(Aufgaben)
(a) Übersetze den Satz „Das habe ich so in dieser Art auch noch nicht erlebt.“ aus dem Textauszug über das nächtliche Aalangeln ins Englische.
(b) Gib den Abschnitt des Textauszugs über das nächtliche Aalangeln wörtlich wieder, beginnend bei „Ich bin mir“ und endend bei „noch finden ?“.

Ich denke es gibt verschiedene Faktoren die uns das Nachtleben teilweise ungünstig beeinflusst haben.
Die Saison fing (zumindest bei mir) sehr stark an. April, Mai, Juni waren echt okay. Ab Mitte/Ende Juli schwächelte das Ganze und ein guter Fisch war umso mehr eine Freude.
Ich bin mir sicher, dass die Hitze und der miese Sauerstoffgehalt in den Seen dafür zuständig waren. 
Mir ist allerdings auch aufgefallen, dass der Tisch in diesem Sommer mit UNMENGEN an Futterfisch überreich gedeckt war. Das habe ich so in dieser Art auch noch nicht erlebt.
Die Stellen, an denen man sonst immer mal einen schönen alten Recken gezogen hat, waren (sind) von riesigen Schwärmen Kleinfisch belagert. Ukelei, Rotfedern dicht an dicht an der Oberfläche und am Grund massenweise kleine Barsche. Der Aal ist dort, wo er seine Nahrung findet. Aber wie soll er in diesem gigantischen Futterangebot den Köder überhaupt noch finden ?

(Einträge)
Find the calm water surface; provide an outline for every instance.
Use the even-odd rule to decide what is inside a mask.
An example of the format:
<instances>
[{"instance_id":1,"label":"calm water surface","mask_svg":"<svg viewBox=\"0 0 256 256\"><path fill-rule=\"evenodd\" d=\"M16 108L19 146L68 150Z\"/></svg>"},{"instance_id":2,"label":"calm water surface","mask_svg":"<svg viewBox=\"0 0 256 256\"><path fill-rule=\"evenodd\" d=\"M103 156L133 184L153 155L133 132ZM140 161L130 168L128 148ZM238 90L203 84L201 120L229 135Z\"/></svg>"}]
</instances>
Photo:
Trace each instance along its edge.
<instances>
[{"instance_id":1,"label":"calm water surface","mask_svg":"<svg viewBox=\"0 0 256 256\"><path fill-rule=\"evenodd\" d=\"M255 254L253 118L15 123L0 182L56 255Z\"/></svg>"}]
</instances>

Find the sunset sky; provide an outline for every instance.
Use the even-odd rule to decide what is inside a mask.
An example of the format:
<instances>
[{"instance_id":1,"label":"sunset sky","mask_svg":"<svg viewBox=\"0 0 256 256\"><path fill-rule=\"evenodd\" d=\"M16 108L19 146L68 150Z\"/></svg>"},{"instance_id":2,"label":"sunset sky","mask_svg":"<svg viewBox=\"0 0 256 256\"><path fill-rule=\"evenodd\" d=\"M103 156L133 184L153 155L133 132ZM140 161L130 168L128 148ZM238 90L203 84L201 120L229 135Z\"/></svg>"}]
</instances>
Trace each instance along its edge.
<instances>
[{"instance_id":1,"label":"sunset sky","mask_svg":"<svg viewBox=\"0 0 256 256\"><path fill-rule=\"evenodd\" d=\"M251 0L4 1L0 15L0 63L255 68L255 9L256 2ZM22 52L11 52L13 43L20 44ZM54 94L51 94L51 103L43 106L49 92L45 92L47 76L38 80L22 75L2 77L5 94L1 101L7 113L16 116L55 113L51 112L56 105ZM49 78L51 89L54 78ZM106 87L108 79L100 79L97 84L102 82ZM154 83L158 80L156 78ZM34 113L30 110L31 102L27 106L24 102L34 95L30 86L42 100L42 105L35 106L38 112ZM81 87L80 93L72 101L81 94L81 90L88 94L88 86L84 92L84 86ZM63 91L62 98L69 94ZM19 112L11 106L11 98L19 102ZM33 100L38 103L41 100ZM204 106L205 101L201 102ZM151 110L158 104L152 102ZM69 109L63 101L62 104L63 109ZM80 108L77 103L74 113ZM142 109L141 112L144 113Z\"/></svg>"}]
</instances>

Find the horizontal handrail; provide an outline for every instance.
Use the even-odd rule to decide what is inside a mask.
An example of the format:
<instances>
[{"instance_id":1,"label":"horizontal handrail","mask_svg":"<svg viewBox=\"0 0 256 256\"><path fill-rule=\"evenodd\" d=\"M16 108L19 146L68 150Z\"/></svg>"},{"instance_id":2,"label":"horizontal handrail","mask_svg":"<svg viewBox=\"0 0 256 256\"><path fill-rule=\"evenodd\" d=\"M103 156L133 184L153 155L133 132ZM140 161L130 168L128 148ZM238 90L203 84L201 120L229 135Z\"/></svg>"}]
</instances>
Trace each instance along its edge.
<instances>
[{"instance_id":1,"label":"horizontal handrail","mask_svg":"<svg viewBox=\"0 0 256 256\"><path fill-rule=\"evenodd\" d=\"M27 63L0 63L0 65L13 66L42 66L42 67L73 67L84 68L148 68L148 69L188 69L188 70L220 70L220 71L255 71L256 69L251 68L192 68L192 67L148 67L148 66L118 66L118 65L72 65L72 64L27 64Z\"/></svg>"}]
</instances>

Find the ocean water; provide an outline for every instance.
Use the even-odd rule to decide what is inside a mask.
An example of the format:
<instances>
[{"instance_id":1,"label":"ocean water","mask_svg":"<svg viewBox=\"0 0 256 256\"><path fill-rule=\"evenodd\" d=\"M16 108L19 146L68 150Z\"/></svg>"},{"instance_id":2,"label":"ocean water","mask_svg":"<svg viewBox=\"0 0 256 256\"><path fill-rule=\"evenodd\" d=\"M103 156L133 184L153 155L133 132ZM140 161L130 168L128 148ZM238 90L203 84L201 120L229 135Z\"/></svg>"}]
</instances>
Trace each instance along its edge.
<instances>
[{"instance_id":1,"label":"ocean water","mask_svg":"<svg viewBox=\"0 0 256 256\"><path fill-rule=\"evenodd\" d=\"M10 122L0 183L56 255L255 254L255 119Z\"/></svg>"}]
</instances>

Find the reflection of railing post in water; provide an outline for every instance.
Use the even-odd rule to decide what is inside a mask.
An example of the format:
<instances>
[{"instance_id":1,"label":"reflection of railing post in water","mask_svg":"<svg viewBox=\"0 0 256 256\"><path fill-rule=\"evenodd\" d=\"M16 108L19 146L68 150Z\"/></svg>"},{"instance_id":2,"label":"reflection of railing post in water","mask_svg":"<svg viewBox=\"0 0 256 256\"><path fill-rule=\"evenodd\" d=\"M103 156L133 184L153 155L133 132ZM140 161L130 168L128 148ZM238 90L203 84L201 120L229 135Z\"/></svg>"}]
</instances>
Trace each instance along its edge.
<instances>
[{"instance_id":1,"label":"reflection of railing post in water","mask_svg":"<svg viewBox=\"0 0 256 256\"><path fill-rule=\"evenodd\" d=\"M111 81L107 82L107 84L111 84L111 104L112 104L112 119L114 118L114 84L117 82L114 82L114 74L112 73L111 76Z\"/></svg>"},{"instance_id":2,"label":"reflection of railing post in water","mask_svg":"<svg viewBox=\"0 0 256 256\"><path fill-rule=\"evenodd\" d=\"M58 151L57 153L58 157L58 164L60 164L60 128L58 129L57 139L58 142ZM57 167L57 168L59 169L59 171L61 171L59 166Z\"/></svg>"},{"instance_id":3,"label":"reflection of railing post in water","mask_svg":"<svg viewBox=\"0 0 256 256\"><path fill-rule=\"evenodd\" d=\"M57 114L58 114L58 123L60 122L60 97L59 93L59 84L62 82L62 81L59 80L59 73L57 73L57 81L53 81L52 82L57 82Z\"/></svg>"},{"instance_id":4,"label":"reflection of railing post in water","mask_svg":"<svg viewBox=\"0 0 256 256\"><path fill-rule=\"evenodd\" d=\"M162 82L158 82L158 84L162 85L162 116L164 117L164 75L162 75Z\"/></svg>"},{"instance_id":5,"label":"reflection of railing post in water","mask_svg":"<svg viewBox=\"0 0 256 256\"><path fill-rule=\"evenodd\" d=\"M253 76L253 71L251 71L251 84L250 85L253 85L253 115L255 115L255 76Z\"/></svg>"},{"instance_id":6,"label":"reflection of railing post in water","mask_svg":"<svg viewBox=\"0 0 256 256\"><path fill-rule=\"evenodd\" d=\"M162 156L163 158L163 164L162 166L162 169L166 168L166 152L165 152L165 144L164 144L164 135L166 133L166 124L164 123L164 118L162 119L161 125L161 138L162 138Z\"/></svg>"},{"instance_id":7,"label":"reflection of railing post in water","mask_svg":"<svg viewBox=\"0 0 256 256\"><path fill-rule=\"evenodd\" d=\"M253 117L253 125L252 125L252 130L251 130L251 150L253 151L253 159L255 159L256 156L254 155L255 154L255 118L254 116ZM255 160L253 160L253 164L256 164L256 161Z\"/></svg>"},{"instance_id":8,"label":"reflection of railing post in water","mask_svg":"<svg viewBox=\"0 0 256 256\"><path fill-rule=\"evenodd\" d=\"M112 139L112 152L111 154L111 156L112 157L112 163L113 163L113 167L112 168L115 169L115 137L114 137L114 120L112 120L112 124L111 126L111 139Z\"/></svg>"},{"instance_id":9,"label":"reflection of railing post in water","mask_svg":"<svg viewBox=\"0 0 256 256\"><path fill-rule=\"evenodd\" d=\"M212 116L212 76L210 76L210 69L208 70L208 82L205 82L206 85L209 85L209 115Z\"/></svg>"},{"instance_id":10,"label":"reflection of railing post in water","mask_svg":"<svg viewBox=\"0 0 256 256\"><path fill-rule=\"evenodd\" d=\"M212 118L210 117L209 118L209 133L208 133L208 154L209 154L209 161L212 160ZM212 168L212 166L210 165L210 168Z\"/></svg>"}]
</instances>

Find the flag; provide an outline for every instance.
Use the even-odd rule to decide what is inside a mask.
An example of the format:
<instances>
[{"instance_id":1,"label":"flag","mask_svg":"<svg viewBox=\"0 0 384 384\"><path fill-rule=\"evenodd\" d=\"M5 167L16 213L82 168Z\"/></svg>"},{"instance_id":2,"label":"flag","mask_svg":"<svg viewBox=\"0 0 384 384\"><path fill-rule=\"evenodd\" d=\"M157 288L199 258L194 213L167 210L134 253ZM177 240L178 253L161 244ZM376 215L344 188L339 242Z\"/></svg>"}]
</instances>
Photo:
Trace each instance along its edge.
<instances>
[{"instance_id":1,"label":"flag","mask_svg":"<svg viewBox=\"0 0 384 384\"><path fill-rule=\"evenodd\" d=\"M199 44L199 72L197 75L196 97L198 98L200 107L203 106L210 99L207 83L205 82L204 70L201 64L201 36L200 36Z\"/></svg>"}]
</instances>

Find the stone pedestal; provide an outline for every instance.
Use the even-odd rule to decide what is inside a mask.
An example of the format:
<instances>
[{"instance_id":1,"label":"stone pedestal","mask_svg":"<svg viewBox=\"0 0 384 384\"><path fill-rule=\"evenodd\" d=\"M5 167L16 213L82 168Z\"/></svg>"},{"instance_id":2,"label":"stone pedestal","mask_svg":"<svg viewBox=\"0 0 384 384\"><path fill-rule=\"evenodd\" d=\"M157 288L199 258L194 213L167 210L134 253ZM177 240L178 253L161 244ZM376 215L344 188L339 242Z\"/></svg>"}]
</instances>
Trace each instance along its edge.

(Lösungen)
(a) I have never experienced anything quite like this before.

(b)
Ich bin mir sicher, dass die Hitze und der miese Sauerstoffgehalt in den Seen dafür zuständig waren. 
Mir ist allerdings auch aufgefallen, dass der Tisch in diesem Sommer mit UNMENGEN an Futterfisch überreich gedeckt war. Das habe ich so in dieser Art auch noch nicht erlebt.
Die Stellen, an denen man sonst immer mal einen schönen alten Recken gezogen hat, waren (sind) von riesigen Schwärmen Kleinfisch belagert. Ukelei, Rotfedern dicht an dicht an der Oberfläche und am Grund massenweise kleine Barsche. Der Aal ist dort, wo er seine Nahrung findet. Aber wie soll er in diesem gigantischen Futterangebot den Köder überhaupt noch finden ?